Livre : Que se vayan todos ! de François Chesnais et Jean-Philippe Divès

Editions Nautilus - 13 euros

Le titre, qui signifie " qu'ils s'en aillent tous ", est un des slogans autour duquel s'est fédérée la révolte populaire en Argentine en décembre 2001, qui a provoqué, par une mobilisation jamais vue, la démission de deux présidents et de deux gouvernements en quinze jours.
F. Chesnais (rédacteur de la revue Carré rouge) et JP. Divès (militant à la LCR), racontent les affrontements du mois de décembre, mais aussi l'histoire de la lutte des classes et de la constitution du mouvement ouvrier dans ce pays.
Un chapitre est consacré aux problèmes économiques, montrant le rôle particulier de la bourgeoisie argentine, utilisant la dette de l'Etat pour s'enrichir en spéculant sur les places financières des pays riches, mais aussi les responsabilités du FMI et des multinationales.
Est retracée aussi l'histoire des " piqueteros ", ces mouvements de chômeurs organisant depuis près de dix ans des piquets de protestation, mais aussi d'organisation de la survie, avec par exemple des cantines populaires. Les auteurs qualifient ce mouvement de spontané, parlant de " création politique et sociale 'sui generis' ", mais en retraçant son histoire, ils montrent ses liens avec les formes d'organisations du mouvement paysan enrichies par l'expérience militante des ouvriers d'usines licenciés, et par le soutien des organisations politiques d'extrême-gauche. C'est cette conjonction qui a permis notamment que l'unité dans des luttes ponctuelles se mette en place avec les salariés ayant encore du travail, comme ceux des services publics.
Le livre insiste particulièrement sur la formidable énergie du peuple argentin, frappé par une crise qui a provoqué un recul terrible du niveau de vie moyen, passant de 9000 dollars en 1997 à 3200 dollars aujourd'hui, avec un chômage touchant un salarié sur trois. Cette crise qui a aussi ruiné les classes moyennes a entraîné une partie de celles-ci dans la lutte, aux côtés des chômeurs. Depuis le mois de décembre, la population s'est organisée en assemblées générales, de quartiers, de voisins. Se réunissant une ou plusieurs fois par semaine, ces assemblées prennent les décisions pour organiser la survie du quartier, par exemple empêcher les coupures d'électricité ou d'eau, mais aussi débattent de toutes les questions sociales et politiques de l'heure.

Données de masques de segmentation
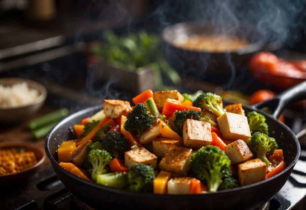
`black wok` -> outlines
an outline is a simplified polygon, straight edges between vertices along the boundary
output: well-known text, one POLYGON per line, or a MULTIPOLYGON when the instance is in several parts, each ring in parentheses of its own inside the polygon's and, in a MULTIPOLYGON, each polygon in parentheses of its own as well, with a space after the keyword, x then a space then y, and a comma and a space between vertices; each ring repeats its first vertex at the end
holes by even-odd
POLYGON ((252 106, 244 106, 247 112, 255 110, 266 116, 271 136, 275 138, 280 148, 283 150, 286 168, 273 177, 259 182, 215 193, 162 195, 131 193, 82 179, 64 170, 57 162, 57 150, 63 141, 72 137, 69 136, 69 127, 79 123, 82 118, 101 110, 101 106, 79 111, 59 123, 46 138, 45 149, 54 170, 65 186, 77 198, 97 209, 110 206, 114 208, 115 205, 129 209, 254 209, 269 201, 278 192, 288 179, 298 159, 300 148, 294 134, 276 119, 289 102, 305 96, 306 82, 268 101, 252 106), (265 106, 273 109, 274 113, 267 114, 258 109, 265 106))

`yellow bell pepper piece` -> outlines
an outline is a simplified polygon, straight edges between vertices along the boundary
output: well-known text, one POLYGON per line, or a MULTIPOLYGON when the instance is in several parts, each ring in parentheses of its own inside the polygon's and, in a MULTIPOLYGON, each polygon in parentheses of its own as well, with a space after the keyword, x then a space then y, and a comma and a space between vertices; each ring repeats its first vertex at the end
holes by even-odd
POLYGON ((159 127, 162 136, 183 142, 183 139, 180 135, 173 131, 163 121, 160 121, 159 127))
POLYGON ((161 171, 153 180, 153 191, 156 194, 166 194, 167 193, 167 185, 168 181, 171 177, 171 173, 161 171))

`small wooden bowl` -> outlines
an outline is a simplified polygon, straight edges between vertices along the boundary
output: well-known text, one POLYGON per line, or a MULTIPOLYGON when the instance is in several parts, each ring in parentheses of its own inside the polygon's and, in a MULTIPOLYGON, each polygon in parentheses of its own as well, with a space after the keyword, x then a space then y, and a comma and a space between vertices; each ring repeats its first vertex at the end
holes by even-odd
POLYGON ((29 87, 38 91, 39 96, 29 104, 14 107, 0 107, 0 121, 1 124, 12 124, 21 122, 37 111, 43 104, 47 97, 47 90, 38 82, 18 77, 0 79, 0 85, 10 86, 16 83, 26 82, 29 87))
POLYGON ((0 142, 0 150, 12 148, 23 148, 27 151, 33 152, 38 162, 34 166, 19 173, 0 176, 0 184, 9 184, 26 180, 27 178, 37 171, 46 159, 46 153, 43 150, 37 148, 30 143, 21 142, 0 142))

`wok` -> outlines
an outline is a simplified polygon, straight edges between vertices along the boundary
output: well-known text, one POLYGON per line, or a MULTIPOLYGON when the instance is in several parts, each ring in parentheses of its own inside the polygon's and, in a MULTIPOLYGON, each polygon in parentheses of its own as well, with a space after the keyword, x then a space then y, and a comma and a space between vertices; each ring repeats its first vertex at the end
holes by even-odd
POLYGON ((299 158, 300 149, 294 133, 276 119, 290 102, 305 96, 306 82, 268 101, 252 106, 244 106, 247 112, 255 110, 266 116, 271 136, 277 140, 280 148, 284 150, 286 167, 282 172, 269 179, 215 193, 171 195, 134 193, 99 185, 65 171, 57 161, 57 151, 63 141, 71 139, 68 132, 69 126, 79 123, 82 118, 101 110, 101 106, 80 111, 59 122, 46 137, 45 149, 55 173, 65 186, 78 198, 94 208, 120 206, 129 208, 254 209, 269 201, 278 192, 288 179, 299 158), (268 107, 275 111, 270 114, 259 110, 264 107, 268 107))

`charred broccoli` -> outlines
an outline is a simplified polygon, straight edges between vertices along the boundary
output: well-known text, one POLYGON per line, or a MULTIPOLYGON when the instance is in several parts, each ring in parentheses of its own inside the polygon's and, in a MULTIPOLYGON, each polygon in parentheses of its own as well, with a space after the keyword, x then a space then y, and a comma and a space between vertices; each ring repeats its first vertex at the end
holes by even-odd
POLYGON ((233 177, 227 177, 222 181, 222 183, 218 189, 218 190, 227 189, 238 187, 239 186, 238 181, 233 177))
POLYGON ((266 122, 266 117, 264 115, 255 111, 249 112, 247 115, 248 121, 251 133, 259 131, 269 135, 269 127, 266 122))
POLYGON ((186 111, 184 109, 181 111, 176 111, 174 114, 175 116, 175 119, 173 122, 177 129, 177 132, 181 135, 183 133, 184 123, 186 120, 191 119, 192 116, 192 119, 196 120, 200 120, 202 118, 200 111, 193 110, 186 111))
POLYGON ((255 132, 245 143, 253 154, 256 155, 255 156, 267 165, 269 163, 269 161, 266 156, 267 152, 273 154, 274 150, 278 147, 275 139, 270 138, 260 132, 255 132))
POLYGON ((224 113, 222 98, 220 96, 211 92, 199 96, 194 102, 193 106, 203 110, 210 110, 217 117, 224 113))
POLYGON ((99 141, 103 139, 106 135, 106 133, 110 128, 111 126, 108 124, 102 126, 96 133, 94 139, 95 141, 99 141))
POLYGON ((182 94, 184 97, 184 100, 188 100, 193 103, 194 100, 196 99, 200 95, 203 94, 204 92, 202 90, 198 90, 197 91, 193 93, 193 94, 188 94, 185 93, 182 94))
POLYGON ((147 128, 153 125, 155 118, 147 113, 148 108, 143 103, 137 104, 129 114, 124 127, 138 137, 147 128))
POLYGON ((129 171, 129 189, 133 192, 152 192, 155 178, 155 174, 151 166, 143 163, 136 164, 131 167, 129 171))
POLYGON ((217 191, 222 180, 232 176, 230 160, 220 148, 212 145, 202 147, 191 155, 190 173, 207 183, 209 192, 217 191))
POLYGON ((109 132, 101 142, 102 147, 115 157, 124 158, 124 153, 130 150, 129 141, 123 134, 116 131, 109 132))
POLYGON ((112 156, 104 149, 94 149, 88 153, 87 158, 92 166, 92 169, 91 170, 91 179, 96 181, 98 175, 107 172, 107 165, 111 160, 112 156))

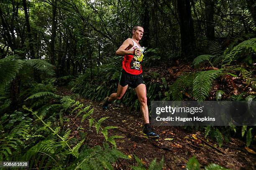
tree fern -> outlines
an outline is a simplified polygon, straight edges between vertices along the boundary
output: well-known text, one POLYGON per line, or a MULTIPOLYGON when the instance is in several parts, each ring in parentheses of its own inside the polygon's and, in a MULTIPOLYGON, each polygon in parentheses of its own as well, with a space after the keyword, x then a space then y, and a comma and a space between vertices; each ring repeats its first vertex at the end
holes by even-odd
POLYGON ((116 147, 116 143, 115 140, 115 139, 118 139, 123 138, 123 137, 118 135, 114 135, 108 138, 107 141, 109 142, 111 144, 113 145, 115 147, 116 147))
POLYGON ((67 170, 113 170, 111 164, 118 158, 128 157, 116 149, 110 148, 104 144, 105 148, 100 146, 83 151, 67 170))
POLYGON ((207 126, 205 127, 205 138, 206 138, 209 135, 209 133, 212 129, 212 127, 211 126, 207 126))
POLYGON ((193 94, 196 100, 203 101, 209 96, 212 81, 218 77, 221 72, 220 70, 198 72, 193 82, 193 94))
POLYGON ((244 134, 245 134, 245 132, 246 132, 247 129, 247 126, 244 125, 242 126, 242 130, 241 130, 241 133, 242 133, 242 138, 243 137, 244 134))
POLYGON ((193 80, 195 76, 194 73, 185 73, 179 76, 170 87, 170 94, 173 100, 182 100, 183 95, 193 86, 193 80))
POLYGON ((199 55, 193 61, 192 64, 195 68, 200 68, 200 65, 206 61, 210 61, 215 57, 214 55, 204 54, 199 55))
POLYGON ((254 52, 256 52, 256 38, 245 40, 235 47, 223 60, 222 67, 229 65, 237 54, 248 49, 252 49, 254 52))
POLYGON ((58 95, 56 95, 54 93, 53 93, 50 92, 37 92, 36 94, 34 94, 33 95, 31 95, 28 98, 27 98, 25 101, 27 100, 28 99, 33 99, 36 98, 41 98, 42 96, 46 96, 48 95, 51 95, 54 97, 57 97, 58 95))
POLYGON ((246 134, 246 146, 250 146, 251 142, 251 130, 253 128, 252 128, 249 129, 249 130, 246 134))
POLYGON ((25 61, 26 64, 33 67, 44 74, 53 75, 55 74, 54 66, 44 60, 31 59, 25 61))
POLYGON ((220 100, 221 99, 222 95, 225 93, 224 92, 221 90, 218 90, 216 92, 215 95, 215 97, 217 100, 220 100))
POLYGON ((23 66, 22 60, 11 59, 7 58, 0 60, 0 88, 15 78, 23 66))
POLYGON ((223 136, 222 133, 221 133, 218 128, 215 129, 214 136, 219 144, 219 146, 220 147, 223 143, 223 136))
POLYGON ((255 75, 245 68, 240 68, 240 71, 243 76, 243 78, 245 80, 246 82, 248 85, 251 84, 252 87, 256 88, 256 77, 255 75))

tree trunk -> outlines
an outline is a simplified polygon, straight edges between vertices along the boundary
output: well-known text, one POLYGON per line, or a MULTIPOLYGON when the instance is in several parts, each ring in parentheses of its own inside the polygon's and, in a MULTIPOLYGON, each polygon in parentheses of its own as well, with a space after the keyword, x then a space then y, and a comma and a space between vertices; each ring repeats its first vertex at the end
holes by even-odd
POLYGON ((206 38, 207 40, 214 40, 214 25, 213 22, 213 14, 214 13, 214 0, 206 0, 205 16, 206 18, 206 38))
POLYGON ((254 21, 254 27, 256 27, 256 2, 255 0, 246 0, 247 7, 251 12, 254 21))
POLYGON ((180 20, 181 56, 182 58, 193 58, 196 55, 196 51, 190 1, 178 0, 177 5, 180 20))
POLYGON ((55 65, 54 42, 56 36, 56 11, 57 0, 52 0, 54 5, 52 6, 52 20, 51 21, 51 63, 55 65))
POLYGON ((149 2, 147 0, 142 0, 141 2, 143 8, 143 13, 142 16, 142 26, 144 29, 144 33, 142 40, 142 44, 145 47, 149 47, 150 46, 149 42, 149 11, 148 8, 150 8, 148 5, 149 2))
POLYGON ((31 36, 31 31, 30 30, 30 24, 29 24, 29 20, 28 18, 28 8, 27 8, 27 2, 26 0, 23 0, 23 7, 24 8, 24 12, 25 15, 25 20, 26 22, 26 26, 27 27, 27 31, 28 32, 28 41, 29 42, 29 47, 30 51, 30 57, 31 58, 35 58, 35 52, 34 51, 34 47, 33 45, 33 40, 32 36, 31 36))

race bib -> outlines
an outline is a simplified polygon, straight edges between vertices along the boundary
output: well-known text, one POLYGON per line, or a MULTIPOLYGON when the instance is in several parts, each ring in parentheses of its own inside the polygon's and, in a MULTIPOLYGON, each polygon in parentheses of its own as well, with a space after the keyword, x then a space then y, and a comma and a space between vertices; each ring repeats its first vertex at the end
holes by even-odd
POLYGON ((141 67, 141 62, 135 61, 133 60, 132 60, 130 64, 130 65, 131 66, 131 69, 140 70, 141 67))

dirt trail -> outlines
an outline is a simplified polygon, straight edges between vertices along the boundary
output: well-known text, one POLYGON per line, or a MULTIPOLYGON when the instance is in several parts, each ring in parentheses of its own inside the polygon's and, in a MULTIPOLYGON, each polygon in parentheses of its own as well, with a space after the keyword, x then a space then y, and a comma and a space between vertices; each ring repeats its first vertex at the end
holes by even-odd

**Consigne**.
Reprenez, s'il vous plaît, le compte rendu du livre sur la révolte argentine de décembre 2001 là où il s'arrête, en enchaînant après sa dernière phrase.

**Résultat**.
Le livre s'arrête aux problèmes auxquels le mouvement était confronté à la mi-juillet. Depuis les mois d'avril et mai, le mouvement connaissait un reflux, avec une désaffection progressive dans les assemblées de quartier. Après une première phase qui a abouti aux démissions de plusieurs gouvernements et présidents, la répétition des manifestations pendant plus de trois mois n'a pas permis de gagner une amélioration des conditions de vie de la population : " un chemin long et difficile, fait d'accumulation d'expériences ainsi que de nécessaire développement à une échelle de masse, reste à parcourir avant d'être en mesure de présenter une alternative de pouvoir populaire ". Les auteurs soulignent les difficultés pour les assemblées populaires de se coordonner nationalement, de déterminer leur propre politique face au gouvernement qui poursuit ses attaques contre la population, et de trouver une solidarité auprès des autres peuples d'Amérique latine. Enfin, si les auteurs comparent ces assemblées aux soviets ouvriers de Russie de la Révolution de 1905, ils expliquent par ailleurs que ces assemblées n'existent pas réellement dans les usines et les entreprises où la classe ouvrière est encore salariée.
Ils posent le problème du rôle des organisations d'extrême gauche dans ce contexte, dont les militants et porte-parole jouissent d'un crédit réel auprès de la population, participant activement à l'organisation de la population. On ne peut que partager avec les auteurs l'espoir que le courant trotskiste, particulièrement présent, réussisse à surmonter ses divisions pour proposer une direction au mouvement.